* [出典]
+++++

クラウド環境活用のトンネル遠隔臨場支援システム

sugitec

記事のポイント

・株式会社安藤ハザマ(以下、安藤ハザマ)と株式会社エム・ソフト(以下、エム・ソフト)、日本システムウエア株式会社(以下、日本システムウエア)、山口大学名誉教授中川浩二、筑波大学らで構成する「山岳トンネル遠隔臨場支援システム開発コンソーシアム」が、クラウド環境を活用した遠隔臨場支援システムを開発したと発表した。

・コンソーシアムは内閣府のPRISM(官民研究開発投資拡大プログラム)の枠組みを活用した国交省の「建設現場の生産性を飛躍的に向上するための革新的技術の導入・活用に関するプロジェクト」に選定された。

トンネル坑内および切羽における施工管理の効率化、接触機会の低減を実現

安藤ハザマ、エム・ソフト、日本システムウエア、山口大学名誉教授中川浩二、筑波大学で構成する「山岳トンネル遠隔臨場支援システム開発コンソーシアム」が、クラウド環境を活用した遠隔臨場支援システムを開発した。

システムは、2020年11月から現場(国土交通省中国地方整備局発注 玉島笠岡道路六条院トンネル工事)での試行を実施し、建設現場の生産性向上に効果があることが確認された。2021年3月には、適用結果について国交省へ報告を行い、2021年5月に総合評価Bの標定を得たという。総合評価Bは技術の社会実装に向け今後の技術開発が期待されるという評価となる。

遠隔臨場支援システム特長

遠隔臨場支援システムは「トンネル全線の可視化システム」と「切羽地質情報取得システム」から構成される。各システムに実装された主な特長は以下となる。

トンネル全線の可視化システム
安藤ハザマが開発した「トンネルリモートビュー」を利用。トンネルリモートビューは、360度カメラを取付けた車両で坑内を走行しながら撮影しデータを取得。車速から走行距離を算出することで、GNSS等を使用できないトンネル坑内でも撮影位置情報を付与することができるシステムだ。


出典:安藤ハザマ

トンネルリモートビューで取得した撮影データをクラウドサーバに保存し、受発注者が専用ソフトを用いることなくウェブブラウザ上で撮影データを閲覧できる機能を開発した。閲覧画面の坑内距離カーソルをドラッグすることで坑内の任意の位置に移動。画面上をドラッグすることで視点が回転し、任意の方向の坑内画像を確認することができる。

+++++

(ポイントのラベル付け例)
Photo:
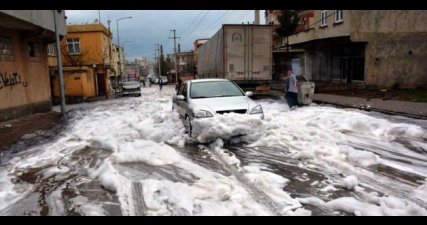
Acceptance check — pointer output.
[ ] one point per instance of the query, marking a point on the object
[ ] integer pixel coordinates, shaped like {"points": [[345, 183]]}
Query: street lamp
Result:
{"points": [[124, 52], [117, 22]]}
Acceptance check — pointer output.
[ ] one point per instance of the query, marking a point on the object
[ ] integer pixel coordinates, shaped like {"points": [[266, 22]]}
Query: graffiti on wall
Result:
{"points": [[11, 80]]}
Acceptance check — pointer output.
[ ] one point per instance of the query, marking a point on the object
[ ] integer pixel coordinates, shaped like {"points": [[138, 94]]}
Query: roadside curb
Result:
{"points": [[373, 109]]}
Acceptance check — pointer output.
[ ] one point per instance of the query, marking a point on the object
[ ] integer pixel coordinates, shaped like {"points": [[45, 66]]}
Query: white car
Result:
{"points": [[204, 98], [131, 88]]}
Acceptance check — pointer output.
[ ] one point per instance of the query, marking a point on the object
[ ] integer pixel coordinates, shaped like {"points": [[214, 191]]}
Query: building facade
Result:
{"points": [[24, 75], [87, 62], [378, 48]]}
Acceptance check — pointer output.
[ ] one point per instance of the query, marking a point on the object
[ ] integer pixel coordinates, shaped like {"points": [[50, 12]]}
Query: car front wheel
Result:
{"points": [[188, 127]]}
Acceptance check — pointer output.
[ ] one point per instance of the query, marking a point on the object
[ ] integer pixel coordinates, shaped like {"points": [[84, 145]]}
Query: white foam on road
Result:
{"points": [[144, 129]]}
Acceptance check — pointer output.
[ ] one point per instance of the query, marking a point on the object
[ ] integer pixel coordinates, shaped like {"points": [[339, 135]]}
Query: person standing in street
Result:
{"points": [[160, 84], [292, 89]]}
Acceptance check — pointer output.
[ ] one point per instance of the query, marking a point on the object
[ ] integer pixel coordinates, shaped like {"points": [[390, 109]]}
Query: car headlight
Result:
{"points": [[202, 114], [256, 110]]}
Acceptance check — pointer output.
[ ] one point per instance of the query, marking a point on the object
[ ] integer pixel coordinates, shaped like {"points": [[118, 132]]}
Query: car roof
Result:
{"points": [[206, 80]]}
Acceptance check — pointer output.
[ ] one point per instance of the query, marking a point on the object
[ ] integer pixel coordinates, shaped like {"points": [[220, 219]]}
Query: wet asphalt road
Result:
{"points": [[55, 195]]}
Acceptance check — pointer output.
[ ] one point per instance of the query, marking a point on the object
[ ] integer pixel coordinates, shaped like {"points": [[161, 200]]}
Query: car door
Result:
{"points": [[181, 105]]}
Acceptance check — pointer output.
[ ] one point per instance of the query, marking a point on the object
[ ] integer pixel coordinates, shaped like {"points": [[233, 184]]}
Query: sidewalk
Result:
{"points": [[410, 109], [29, 126]]}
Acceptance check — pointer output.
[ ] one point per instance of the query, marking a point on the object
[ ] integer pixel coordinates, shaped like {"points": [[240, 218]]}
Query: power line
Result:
{"points": [[216, 22], [194, 29], [192, 22]]}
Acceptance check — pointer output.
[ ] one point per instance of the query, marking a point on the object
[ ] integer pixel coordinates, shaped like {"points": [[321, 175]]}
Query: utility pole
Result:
{"points": [[159, 58], [59, 62], [109, 40], [176, 57], [256, 17]]}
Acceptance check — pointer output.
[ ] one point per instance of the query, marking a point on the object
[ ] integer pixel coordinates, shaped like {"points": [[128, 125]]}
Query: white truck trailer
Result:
{"points": [[241, 53]]}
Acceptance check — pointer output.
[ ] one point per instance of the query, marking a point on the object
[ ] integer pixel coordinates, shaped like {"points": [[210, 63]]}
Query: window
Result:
{"points": [[323, 18], [73, 45], [5, 46], [33, 50], [338, 16], [51, 49]]}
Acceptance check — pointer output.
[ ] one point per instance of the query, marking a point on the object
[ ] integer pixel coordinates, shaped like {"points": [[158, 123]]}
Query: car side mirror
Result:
{"points": [[180, 98]]}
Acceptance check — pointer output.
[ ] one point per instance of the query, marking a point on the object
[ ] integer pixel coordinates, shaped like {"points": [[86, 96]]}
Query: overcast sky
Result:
{"points": [[149, 27]]}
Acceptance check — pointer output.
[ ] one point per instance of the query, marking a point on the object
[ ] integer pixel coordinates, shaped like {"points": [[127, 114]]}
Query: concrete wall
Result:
{"points": [[79, 82], [94, 49], [41, 18], [24, 80], [331, 30], [396, 43], [396, 52], [396, 60]]}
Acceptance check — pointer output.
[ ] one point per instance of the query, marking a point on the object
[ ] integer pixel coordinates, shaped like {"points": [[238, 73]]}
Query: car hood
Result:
{"points": [[223, 103], [131, 86]]}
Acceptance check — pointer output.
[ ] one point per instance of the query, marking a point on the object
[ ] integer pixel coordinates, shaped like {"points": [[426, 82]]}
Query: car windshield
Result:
{"points": [[212, 89], [131, 83]]}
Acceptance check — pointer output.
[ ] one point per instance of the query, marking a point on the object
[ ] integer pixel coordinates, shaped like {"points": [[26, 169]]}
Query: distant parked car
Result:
{"points": [[132, 87], [305, 90], [205, 98], [164, 79]]}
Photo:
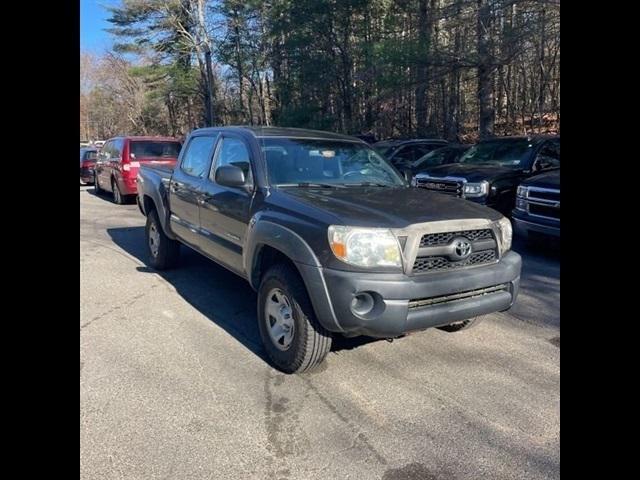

+++++

トンネル遠隔臨場支援システムの記事から、「システムは、2020年11月」で始まり「期待されるという評価となる。」で終わる部分を、「国交省」を「国土交通省」に置き換えて書き直してください。

システムは、2020年11月から現場(国土交通省中国地方整備局発注 玉島笠岡道路六条院トンネル工事)での試行を実施し、建設現場の生産性向上に効果があることが確認された。2021年3月には、適用結果について国土交通省へ報告を行い、2021年5月に総合評価Bの標定を得たという。総合評価Bは技術の社会実装に向け今後の技術開発が期待されるという評価となる。